Extract the complete data exactly as given.

DATA SUPPLIED:
***

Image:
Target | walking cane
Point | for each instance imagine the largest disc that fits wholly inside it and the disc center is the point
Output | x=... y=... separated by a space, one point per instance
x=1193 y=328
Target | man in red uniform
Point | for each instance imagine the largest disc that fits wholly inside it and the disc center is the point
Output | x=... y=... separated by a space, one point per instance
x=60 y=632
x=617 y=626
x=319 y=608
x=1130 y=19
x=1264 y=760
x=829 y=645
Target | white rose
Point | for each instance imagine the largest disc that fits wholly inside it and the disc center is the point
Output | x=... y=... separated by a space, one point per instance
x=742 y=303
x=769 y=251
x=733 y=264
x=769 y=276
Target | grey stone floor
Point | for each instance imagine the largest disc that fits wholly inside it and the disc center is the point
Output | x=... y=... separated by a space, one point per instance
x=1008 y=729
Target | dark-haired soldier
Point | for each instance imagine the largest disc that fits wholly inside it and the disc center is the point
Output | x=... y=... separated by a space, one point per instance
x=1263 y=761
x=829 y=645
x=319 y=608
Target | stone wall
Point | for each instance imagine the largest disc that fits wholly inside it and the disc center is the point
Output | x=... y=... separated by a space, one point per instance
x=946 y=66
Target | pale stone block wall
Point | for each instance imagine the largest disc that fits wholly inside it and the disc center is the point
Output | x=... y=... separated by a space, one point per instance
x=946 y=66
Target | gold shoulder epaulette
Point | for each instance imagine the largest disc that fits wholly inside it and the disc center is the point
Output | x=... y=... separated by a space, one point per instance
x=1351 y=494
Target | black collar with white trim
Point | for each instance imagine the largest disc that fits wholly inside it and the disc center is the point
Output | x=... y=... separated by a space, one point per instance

***

SOLUTION FOR THIS EXERCISE:
Image:
Target | walking cane
Point | for each instance imagine the largest disc that fits wholly inside it and the disc center is the point
Output | x=... y=... separated by a space, one point per instance
x=1193 y=328
Target | man in red uniform
Point | for each instance imagine the largest disc that fits wholly inside it and the disc center is the point
Output | x=... y=... separated by a space, one point per instance
x=60 y=632
x=617 y=626
x=319 y=608
x=1130 y=19
x=1264 y=760
x=829 y=645
Target | white rose
Point | for each instance imagine the largest disc that fits wholly inside it and the disc center is the point
Output | x=... y=... separated by a space, one point per instance
x=742 y=303
x=769 y=251
x=733 y=264
x=769 y=276
Target | grey stone floor
Point | for each instance imagine the largest disc that fits wholly inside it and the disc center is the point
Output | x=... y=... separated by a space, one point per instance
x=1008 y=729
Target | dark-haired soldier
Point | for each instance imagine the largest disc that fits wholly inside it and the disc center is the point
Output | x=... y=... separated by a space, one point per instance
x=1263 y=761
x=829 y=645
x=319 y=608
Target | stone wall
Point | for each instance imagine the largest disc that fits wholly inside it and the disc center is the point
Output | x=... y=... separated by a space, one point per instance
x=946 y=66
Target | pale stone block wall
Point | for each instance imagine the largest disc that fits wholly inside it and the disc center is the point
Output | x=... y=... separated by a space, one point per instance
x=946 y=66
Target | gold shoulder epaulette
Point | for each instance imagine the largest disc that fits wholly inside it and the disc center is the point
Output | x=... y=... separated by a space, one point per instance
x=1351 y=494
Target | black collar with white trim
Point | for each instance imagine the largest disc that fits wholly inside it and the disc center is the point
Output | x=... y=... separated by a space, one point per instance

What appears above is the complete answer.